Problems to solve
1. Answer each question from the vitamin B article, one line per answer, marked (a), (b), (c).
(a) Whom did See.Need.Want interview?
(b) How many types of vitamin B does the article say there are?
(c) By what other names are vitamins B1 and B2 known?
2. List every food the vitamin B article recommends loading your plate up with.
3. Extend the vitamin B article beyond its final sentence.

Exercise text
- - - -
By Rosie McKay, See. Need. Want
Haven't been feeling yourself lately, perhaps a bit lethargic, or experiencing any of the following physical, mental or emotional symptoms?
- Constantly feel tired
- Regularly feeling run-down
- Unexplained skin rash or cracks around mouth
- Tingling in hands and/or feet
- Feeling confused and/or lightheaded
If you answered YES, then you may be presenting signs of vitamin B deficiency. Don’t panic! You can become low in vitamin B quickly and easily due to stress, lack of good, quality sleep, drinking too much alcohol or eating an unbalanced diet. Thankfully getting on top of vitamin B deficiency is just as easy - simple changes in what you eat, supplementation and improved lifestyle habits will have you feeling on top of the world in no time at all.
See.Need.Want interviewed Nutritionist and Naturopath Teresa Mitchell about the best ways to include vitamin B in your diet for better health and mental well being.
But why vitamin B?
Vitamin B is a key component in keeping you healthy, giving your body’s cells energy and ensuring that your body is functioning at optimum health. There are eight types of vitamin B, and each plays an important part in keeping your body, mind and emotions in balance. Let’s take a look at the main five.
What it does This vitamin is necessary for the formation of red blood cells which carry oxygen around your body, to help it function correctly.
Do you need it? If you’re feeling confused, foggy headed or constantly tired, then you may be deficient.
How to boost your intake Load your plate up with eggs, lean red meat, poultry, milk, shellfish and fortified cereals.
Vitamins B1 and B2
What it does Also known as thiamine and riboflavin (respectively), these convert food into energy.
- - - -
Supplied information
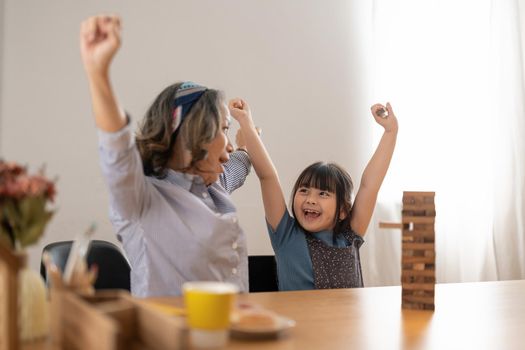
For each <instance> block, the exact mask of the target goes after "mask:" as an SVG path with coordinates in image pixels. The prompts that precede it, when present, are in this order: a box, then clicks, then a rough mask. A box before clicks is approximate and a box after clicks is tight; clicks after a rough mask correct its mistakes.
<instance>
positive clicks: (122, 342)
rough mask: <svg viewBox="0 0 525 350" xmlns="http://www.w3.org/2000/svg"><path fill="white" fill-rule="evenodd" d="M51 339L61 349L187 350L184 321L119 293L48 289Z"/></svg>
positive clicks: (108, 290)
- - - -
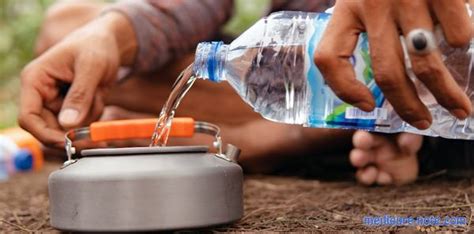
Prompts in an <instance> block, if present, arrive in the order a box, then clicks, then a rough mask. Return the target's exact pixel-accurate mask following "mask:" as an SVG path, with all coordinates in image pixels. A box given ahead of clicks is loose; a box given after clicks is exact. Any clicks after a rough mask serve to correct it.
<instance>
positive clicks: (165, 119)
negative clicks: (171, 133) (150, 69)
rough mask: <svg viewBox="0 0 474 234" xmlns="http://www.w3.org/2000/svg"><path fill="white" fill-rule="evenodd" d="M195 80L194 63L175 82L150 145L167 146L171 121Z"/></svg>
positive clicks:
- - - -
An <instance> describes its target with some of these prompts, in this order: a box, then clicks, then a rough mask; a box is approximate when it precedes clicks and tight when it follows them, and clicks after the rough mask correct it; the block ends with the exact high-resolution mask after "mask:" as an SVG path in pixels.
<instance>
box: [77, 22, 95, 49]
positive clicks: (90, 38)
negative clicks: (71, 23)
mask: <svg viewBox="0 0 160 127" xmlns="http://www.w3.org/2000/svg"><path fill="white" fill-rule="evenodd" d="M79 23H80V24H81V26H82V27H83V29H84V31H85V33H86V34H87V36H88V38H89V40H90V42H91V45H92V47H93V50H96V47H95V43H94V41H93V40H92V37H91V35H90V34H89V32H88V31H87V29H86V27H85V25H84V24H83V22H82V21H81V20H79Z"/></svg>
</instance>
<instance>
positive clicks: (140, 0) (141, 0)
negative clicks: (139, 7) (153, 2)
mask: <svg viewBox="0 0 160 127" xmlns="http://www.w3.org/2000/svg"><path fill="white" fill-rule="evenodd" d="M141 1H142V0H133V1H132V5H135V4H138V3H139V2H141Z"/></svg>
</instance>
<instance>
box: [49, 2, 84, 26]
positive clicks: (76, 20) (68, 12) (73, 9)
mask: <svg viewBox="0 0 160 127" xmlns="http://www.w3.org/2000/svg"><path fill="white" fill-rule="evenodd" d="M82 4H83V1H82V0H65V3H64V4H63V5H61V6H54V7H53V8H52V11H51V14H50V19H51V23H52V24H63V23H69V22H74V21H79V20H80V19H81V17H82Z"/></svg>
- - - -
Exercise results
1.
(a) Nutritionist and Naturopath Teresa Mitchell
(b) Eight
(c) Thiamine and riboflavin

2. eggs, lean red meat, poultry, milk, shellfish, fortified cereals

3.
Do you need it? If you’ve been overdoing alcohol, or your skin is feeling dry and papery, then focus on increasing your intake.
How to boost your intake Include milk, yoghurt, cottage cheese, whole grain breads and cereals, leafy green vegetables, meat, legumes, nuts, and pork.
What it does Plays a role in nervous system function.
Do you need it? Feeling grumpy and low in mood, your nervous system may need a helping hand.
How to boost your intake Eat chickpeas, tuna, salmon, whole grains and cereals, ground beef, chicken breast, potatoes, and spinach.
What it does Like B1 and B2, it converts food into energy, but it is best known for its ability to support energy production and it’s considered to be one of the most powerful antioxidants making it a perfect winter vitamin.
Do you need it? Also called niacin, if you suffer from cold hands and feet and foggy brain activity, a lack of B3 may be why.
How to boost your intake A balanced diet which contains chicken, fish, liver, red meat, and peanuts could help you to think more clearly and warm those hands and feet. If animal products and peanuts are not in your diet add a quality B vitamin supplement to ensure your B levels are adequate.